═══ Exercise materials ═══

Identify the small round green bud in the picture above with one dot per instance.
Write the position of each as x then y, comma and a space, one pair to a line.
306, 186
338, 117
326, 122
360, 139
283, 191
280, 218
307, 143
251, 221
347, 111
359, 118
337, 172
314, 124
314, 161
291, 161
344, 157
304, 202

═══

(Exercise goal) Exactly reproduce the material above.

(Exercise solution)
Identify the small round green bud in the picture above with one dot per instance.
Write the position of each as x then y, comma and a space, one pair to a line.
306, 186
338, 117
326, 122
360, 139
283, 191
280, 218
307, 143
251, 221
347, 111
359, 118
337, 172
314, 124
314, 161
291, 161
344, 157
304, 202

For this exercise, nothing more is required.